-- Written problem 1 --
Transcribe the part of the forum thread starting at "Solve for nf" and ending at "2:06amdude its (-M/B)^(1/2)".
-- Written problem 2 --
Summarize the forum thread in two sentences.
-- Written problem 3 --
List every username that posts in the forum thread.

-- Text segment --
Posted by **bubble** on Friday, January 15, 2010 at 2:16am.

by GC 1/lambda = R/ni^2–R/nf^2

y = mx + b (standard form) of a linear equation)

x = (y-b)/m

Let,

y = 1/lambda

m = -R

x = 1/nf^2

b = R/ni^2

1/nf^2 = [(1/lamda)-(R/ni^2)]/(-R)

Solve for nf

i still dont get how you get rid of y and x to get m and b in the end

- chemistry -
**UCI CHEM1B**, Friday, January 15, 2010 at 5:39amAnswer is (m/b)^1/2

- chemistry -
**zot!**, Saturday, January 16, 2010 at 9:23pmI don't know the answer to this question but I put the answer given above is wrong if you are doing the uci webwork from chem 1LB

- Chem1LB -
**Alex Le**, Sunday, January 17, 2010 at 2:06amdude its (-M/B)^(1/2)

- chemistry -
**bowisha**, Sunday, January 17, 2010 at 5:22pmim doing uci webwork and thats right

(-M/B)^(1/2)

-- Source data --

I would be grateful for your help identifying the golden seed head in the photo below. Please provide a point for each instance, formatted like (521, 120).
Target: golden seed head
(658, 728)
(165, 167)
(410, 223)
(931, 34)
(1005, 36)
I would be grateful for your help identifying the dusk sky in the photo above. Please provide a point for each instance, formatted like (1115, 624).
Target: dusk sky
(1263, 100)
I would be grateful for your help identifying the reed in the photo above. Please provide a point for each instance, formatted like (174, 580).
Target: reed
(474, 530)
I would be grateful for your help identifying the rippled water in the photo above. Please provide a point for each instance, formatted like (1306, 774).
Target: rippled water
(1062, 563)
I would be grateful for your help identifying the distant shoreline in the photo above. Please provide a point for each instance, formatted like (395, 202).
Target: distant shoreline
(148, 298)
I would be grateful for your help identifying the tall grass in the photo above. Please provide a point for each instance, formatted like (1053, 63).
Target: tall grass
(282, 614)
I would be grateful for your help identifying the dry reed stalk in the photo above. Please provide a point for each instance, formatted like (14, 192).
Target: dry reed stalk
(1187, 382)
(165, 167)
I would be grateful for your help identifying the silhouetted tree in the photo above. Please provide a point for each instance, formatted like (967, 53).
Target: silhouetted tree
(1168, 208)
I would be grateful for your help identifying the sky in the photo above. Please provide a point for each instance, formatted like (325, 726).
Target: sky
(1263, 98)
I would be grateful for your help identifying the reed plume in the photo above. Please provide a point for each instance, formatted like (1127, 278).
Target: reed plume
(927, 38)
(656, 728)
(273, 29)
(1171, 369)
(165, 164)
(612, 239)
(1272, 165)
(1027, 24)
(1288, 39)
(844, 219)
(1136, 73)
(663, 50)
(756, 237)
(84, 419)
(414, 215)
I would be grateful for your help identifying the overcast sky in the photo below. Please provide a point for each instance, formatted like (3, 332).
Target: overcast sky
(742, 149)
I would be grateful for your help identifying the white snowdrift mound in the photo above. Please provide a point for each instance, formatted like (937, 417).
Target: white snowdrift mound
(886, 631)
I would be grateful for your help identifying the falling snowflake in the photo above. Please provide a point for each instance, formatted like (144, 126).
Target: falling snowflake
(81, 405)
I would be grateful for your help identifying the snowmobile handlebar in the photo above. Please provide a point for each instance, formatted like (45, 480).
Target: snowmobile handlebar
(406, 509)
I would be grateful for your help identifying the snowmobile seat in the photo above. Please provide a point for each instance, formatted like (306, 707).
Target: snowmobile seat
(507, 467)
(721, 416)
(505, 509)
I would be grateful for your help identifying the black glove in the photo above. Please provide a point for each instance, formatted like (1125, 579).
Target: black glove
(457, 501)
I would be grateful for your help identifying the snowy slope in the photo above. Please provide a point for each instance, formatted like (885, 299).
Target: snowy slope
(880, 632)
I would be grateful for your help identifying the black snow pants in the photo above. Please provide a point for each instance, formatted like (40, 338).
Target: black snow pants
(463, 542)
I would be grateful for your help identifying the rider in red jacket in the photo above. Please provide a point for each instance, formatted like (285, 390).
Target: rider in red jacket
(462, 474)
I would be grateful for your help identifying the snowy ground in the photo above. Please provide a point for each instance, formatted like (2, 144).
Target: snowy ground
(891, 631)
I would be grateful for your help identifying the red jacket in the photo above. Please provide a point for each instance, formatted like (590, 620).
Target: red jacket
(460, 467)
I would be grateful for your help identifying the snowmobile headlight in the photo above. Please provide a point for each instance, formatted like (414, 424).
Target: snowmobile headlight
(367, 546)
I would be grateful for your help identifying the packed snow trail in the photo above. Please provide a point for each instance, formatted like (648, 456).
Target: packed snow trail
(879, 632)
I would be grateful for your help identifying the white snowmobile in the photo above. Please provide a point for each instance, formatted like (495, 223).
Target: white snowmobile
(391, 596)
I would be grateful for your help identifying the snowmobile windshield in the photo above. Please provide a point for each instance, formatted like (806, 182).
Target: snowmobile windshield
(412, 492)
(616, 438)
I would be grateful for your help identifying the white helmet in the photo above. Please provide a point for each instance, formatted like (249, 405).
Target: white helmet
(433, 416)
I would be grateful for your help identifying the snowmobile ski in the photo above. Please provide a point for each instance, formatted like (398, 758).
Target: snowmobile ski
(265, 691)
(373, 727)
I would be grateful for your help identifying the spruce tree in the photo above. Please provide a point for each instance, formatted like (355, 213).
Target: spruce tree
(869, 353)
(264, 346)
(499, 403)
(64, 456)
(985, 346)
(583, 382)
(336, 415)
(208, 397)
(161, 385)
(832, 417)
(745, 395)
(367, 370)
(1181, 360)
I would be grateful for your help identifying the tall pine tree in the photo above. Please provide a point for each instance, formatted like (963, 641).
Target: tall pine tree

-- Exercise answer 1 --
Solve for nf

i still dont get how you get rid of y and x to get m and b in the end

- chemistry -
**UCI CHEM1B**, Friday, January 15, 2010 at 5:39amAnswer is (m/b)^1/2

- chemistry -
**zot!**, Saturday, January 16, 2010 at 9:23pmI don't know the answer to this question but I put the answer given above is wrong if you are doing the uci webwork from chem 1LB

- Chem1LB -
**Alex Le**, Sunday, January 17, 2010 at 2:06amdude its (-M/B)^(1/2)

-- Exercise answer 2 --
The first post rewrites 1/lambda = R/ni^2 – R/nf^2 in the linear form y = mx + b, with y = 1/lambda, m = -R, x = 1/nf^2 and b = R/ni^2, and asks how to solve for nf in terms of m and b. One reply gives (m/b)^1/2, another says that answer is wrong for the UCI webwork from Chem 1LB, and two later replies give (-M/B)^(1/2).

-- Exercise answer 3 --
bubble
UCI CHEM1B
zot!
Alex Le
bowisha